Exercise material: Begin

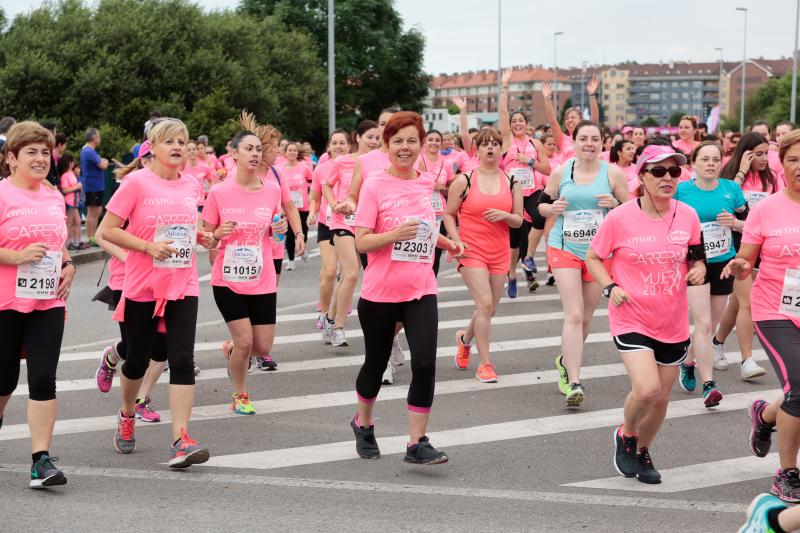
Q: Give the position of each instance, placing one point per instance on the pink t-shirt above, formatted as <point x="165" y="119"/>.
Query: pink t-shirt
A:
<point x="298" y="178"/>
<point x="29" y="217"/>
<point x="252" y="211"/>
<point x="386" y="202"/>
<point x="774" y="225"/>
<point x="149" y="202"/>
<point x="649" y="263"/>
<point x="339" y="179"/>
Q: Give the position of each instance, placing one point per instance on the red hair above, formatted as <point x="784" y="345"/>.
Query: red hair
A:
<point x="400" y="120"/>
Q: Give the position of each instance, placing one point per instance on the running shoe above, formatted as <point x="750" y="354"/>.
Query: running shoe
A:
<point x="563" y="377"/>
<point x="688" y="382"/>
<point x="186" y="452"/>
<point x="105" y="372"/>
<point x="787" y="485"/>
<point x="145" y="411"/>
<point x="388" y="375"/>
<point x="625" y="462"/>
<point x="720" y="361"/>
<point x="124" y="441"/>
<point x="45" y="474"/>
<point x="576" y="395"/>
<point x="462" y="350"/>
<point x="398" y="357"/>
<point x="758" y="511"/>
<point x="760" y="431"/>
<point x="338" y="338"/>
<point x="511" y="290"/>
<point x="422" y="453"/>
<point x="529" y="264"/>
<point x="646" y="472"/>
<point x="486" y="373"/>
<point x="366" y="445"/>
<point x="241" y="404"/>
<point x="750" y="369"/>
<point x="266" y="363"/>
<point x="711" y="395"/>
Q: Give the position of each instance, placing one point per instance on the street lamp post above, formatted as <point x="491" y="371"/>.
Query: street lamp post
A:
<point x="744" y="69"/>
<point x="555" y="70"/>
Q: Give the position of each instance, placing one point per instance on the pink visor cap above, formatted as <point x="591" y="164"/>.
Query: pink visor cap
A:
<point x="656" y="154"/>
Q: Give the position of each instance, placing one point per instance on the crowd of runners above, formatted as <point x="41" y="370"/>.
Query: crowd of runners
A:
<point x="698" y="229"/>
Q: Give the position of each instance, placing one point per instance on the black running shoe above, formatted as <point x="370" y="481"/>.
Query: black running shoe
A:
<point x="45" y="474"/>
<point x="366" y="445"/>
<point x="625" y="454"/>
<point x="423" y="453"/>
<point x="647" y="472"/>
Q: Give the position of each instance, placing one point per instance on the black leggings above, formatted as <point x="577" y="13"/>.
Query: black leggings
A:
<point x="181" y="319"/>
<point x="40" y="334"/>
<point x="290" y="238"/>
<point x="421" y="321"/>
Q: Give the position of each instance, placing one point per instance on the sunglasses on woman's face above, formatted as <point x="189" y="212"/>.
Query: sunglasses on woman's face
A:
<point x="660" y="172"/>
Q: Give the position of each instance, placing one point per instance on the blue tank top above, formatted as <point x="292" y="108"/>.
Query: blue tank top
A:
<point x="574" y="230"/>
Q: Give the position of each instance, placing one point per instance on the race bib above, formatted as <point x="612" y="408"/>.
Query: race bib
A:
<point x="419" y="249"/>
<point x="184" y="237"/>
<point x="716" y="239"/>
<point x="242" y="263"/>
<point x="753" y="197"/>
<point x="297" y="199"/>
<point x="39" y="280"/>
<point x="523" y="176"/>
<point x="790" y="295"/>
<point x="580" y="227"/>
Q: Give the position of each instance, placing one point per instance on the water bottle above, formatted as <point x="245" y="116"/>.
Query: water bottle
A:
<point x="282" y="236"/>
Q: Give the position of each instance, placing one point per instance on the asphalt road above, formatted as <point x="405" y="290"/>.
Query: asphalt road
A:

Exercise material: End

▸ **Assigned task**: Return a copy of each line in the entries that contains "visor".

▸ **Reply**:
Q: Give the position of each instance, placing one point per instance on the pink visor cap above, formatted as <point x="591" y="164"/>.
Query: pink visor cap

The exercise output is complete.